Pull out every line in the records below that contains the string "wiper". Case counts, so match upper and lower case precisely.

━━━━━━

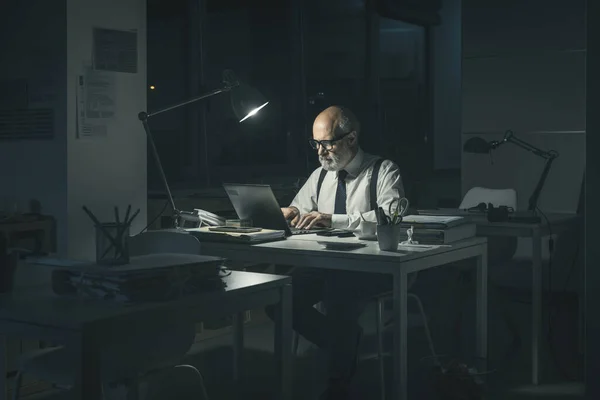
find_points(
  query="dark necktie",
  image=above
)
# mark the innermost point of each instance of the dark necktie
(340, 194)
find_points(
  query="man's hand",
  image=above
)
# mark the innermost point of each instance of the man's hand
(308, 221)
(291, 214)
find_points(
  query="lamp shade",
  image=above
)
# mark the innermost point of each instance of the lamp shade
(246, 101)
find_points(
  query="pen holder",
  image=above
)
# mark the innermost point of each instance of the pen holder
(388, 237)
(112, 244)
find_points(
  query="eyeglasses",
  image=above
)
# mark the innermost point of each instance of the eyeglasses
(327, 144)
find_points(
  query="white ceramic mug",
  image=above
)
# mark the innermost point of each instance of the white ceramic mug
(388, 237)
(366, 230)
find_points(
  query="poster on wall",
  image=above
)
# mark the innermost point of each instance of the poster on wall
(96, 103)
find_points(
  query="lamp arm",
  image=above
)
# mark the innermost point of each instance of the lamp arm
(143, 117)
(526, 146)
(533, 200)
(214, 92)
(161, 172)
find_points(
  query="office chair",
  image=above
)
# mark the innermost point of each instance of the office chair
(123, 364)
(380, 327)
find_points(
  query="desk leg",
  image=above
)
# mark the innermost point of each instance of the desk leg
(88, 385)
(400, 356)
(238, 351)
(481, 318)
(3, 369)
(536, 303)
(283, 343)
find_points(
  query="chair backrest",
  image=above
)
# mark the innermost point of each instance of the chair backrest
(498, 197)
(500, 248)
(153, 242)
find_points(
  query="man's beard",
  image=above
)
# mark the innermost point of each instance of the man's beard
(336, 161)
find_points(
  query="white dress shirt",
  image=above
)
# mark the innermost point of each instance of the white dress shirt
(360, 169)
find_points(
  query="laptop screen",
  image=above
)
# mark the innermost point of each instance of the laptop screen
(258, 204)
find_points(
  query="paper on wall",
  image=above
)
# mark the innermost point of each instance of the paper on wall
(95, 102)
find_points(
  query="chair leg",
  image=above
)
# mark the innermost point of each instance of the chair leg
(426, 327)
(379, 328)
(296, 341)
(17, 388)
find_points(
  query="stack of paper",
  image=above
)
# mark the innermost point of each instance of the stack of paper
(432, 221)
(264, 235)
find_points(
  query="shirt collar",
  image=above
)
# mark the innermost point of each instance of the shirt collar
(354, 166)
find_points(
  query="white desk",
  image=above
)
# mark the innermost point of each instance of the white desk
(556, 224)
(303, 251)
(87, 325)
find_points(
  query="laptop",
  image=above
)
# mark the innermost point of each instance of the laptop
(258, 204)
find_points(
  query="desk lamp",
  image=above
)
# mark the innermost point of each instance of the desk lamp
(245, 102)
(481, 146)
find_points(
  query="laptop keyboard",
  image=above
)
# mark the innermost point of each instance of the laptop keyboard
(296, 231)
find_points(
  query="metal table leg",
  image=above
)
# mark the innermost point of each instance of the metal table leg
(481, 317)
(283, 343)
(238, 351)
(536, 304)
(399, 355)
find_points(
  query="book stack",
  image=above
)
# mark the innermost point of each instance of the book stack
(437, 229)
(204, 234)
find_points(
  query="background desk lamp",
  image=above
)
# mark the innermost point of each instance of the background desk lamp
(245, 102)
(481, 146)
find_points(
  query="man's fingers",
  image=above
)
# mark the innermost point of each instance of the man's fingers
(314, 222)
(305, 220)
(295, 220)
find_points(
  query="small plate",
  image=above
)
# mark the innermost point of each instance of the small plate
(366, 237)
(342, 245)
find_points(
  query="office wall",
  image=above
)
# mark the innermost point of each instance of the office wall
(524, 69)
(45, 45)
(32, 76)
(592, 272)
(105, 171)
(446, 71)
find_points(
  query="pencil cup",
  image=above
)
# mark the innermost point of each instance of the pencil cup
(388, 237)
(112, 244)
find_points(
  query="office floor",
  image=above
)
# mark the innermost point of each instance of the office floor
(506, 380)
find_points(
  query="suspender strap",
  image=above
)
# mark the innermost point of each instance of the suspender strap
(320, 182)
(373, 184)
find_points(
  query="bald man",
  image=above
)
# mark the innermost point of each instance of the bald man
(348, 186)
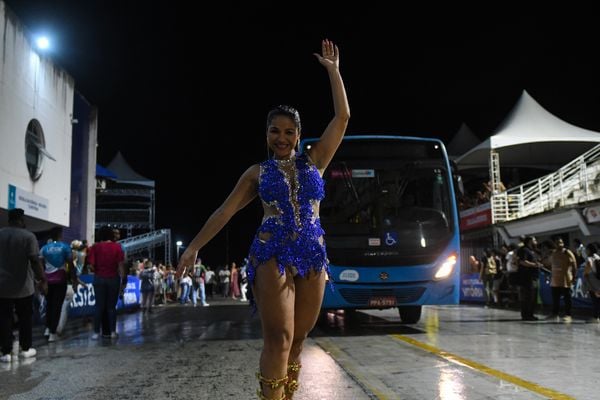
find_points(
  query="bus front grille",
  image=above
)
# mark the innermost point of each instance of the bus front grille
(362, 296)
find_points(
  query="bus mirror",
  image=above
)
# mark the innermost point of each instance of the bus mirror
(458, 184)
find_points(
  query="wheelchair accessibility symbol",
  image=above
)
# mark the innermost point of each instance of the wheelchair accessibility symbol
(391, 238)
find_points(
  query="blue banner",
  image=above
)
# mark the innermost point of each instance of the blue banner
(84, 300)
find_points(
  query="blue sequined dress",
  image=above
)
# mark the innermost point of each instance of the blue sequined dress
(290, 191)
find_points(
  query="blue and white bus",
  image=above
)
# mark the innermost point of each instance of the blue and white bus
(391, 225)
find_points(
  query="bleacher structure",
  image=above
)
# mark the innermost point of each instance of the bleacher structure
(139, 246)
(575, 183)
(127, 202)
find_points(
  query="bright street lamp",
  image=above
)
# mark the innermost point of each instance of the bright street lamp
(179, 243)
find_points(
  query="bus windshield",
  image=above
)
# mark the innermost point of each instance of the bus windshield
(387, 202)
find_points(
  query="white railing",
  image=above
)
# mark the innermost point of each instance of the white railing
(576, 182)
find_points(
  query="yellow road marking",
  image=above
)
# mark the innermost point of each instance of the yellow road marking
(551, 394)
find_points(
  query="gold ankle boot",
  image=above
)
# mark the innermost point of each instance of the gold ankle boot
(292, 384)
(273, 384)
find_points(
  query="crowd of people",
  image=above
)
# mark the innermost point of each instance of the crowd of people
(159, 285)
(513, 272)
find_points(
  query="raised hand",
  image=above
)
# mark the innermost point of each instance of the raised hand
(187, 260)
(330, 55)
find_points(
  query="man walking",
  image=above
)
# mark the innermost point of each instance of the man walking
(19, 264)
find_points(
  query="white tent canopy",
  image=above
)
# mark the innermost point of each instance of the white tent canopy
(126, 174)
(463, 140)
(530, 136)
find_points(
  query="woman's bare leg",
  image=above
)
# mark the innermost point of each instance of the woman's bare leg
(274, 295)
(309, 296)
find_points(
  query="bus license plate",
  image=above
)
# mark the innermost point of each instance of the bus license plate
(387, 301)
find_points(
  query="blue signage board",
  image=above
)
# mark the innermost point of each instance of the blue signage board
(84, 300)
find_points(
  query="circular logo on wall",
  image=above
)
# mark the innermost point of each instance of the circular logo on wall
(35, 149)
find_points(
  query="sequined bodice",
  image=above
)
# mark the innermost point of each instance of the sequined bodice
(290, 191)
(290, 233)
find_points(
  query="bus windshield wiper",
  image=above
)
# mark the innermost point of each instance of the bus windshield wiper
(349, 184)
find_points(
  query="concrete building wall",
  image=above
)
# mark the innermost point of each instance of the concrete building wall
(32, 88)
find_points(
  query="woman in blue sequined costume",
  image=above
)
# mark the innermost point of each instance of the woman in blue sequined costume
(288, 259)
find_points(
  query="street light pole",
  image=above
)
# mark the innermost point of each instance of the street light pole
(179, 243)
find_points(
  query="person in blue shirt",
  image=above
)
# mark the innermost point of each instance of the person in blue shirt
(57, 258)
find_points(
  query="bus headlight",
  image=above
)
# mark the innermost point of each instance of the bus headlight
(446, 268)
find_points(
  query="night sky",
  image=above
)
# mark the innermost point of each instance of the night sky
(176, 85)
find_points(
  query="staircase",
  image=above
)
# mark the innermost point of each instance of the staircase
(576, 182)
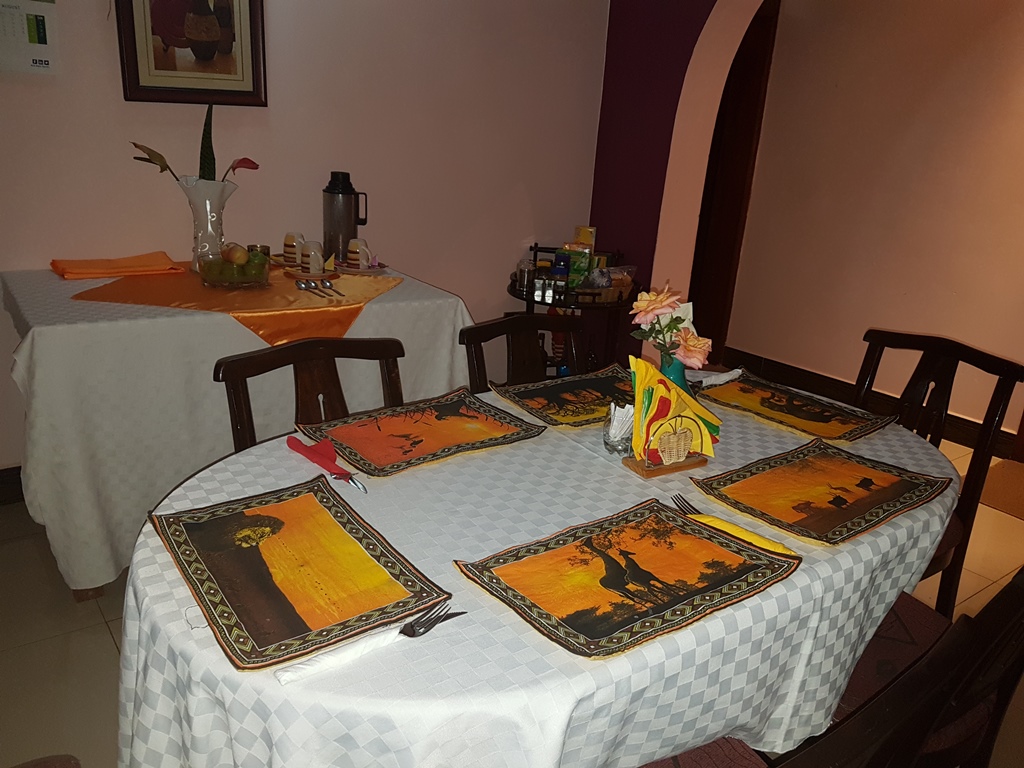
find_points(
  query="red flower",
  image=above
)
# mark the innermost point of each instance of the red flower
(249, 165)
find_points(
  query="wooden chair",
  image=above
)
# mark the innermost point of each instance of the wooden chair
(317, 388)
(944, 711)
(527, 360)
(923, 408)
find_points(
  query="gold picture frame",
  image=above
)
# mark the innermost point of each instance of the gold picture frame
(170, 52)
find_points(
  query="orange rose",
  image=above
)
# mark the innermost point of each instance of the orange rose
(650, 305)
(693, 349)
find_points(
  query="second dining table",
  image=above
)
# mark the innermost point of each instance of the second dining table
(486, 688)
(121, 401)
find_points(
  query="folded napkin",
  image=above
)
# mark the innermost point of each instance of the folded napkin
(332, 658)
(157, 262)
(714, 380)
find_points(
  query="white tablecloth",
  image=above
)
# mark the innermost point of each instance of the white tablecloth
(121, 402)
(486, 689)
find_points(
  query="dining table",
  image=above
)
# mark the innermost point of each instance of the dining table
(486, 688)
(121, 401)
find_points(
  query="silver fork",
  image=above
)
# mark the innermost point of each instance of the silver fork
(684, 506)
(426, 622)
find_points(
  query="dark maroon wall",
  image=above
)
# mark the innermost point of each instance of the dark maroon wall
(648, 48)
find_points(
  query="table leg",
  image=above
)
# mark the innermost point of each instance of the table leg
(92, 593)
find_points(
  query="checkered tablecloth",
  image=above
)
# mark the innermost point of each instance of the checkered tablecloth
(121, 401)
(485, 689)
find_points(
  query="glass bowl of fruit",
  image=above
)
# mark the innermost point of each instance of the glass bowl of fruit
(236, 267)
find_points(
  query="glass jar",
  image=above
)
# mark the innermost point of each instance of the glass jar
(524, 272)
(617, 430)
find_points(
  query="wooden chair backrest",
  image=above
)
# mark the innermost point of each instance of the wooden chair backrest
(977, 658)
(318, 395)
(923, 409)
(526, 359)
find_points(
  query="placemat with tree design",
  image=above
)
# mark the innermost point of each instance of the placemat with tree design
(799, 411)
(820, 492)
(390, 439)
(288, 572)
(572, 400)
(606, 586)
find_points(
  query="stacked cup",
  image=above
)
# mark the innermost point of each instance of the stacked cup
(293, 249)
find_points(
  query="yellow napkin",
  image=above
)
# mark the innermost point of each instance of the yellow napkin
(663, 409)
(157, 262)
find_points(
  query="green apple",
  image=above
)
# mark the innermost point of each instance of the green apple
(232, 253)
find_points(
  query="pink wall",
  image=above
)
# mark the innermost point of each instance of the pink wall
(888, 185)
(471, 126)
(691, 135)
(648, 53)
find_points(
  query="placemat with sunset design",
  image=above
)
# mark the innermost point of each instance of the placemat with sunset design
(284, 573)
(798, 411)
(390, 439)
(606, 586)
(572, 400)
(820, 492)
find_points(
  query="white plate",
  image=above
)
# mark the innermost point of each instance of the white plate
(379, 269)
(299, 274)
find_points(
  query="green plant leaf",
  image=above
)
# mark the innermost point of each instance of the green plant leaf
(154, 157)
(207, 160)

━━━━━━

### Result of this task
  query="bus windshield wiper",
# mark the innermost point of each instance of the bus windshield wiper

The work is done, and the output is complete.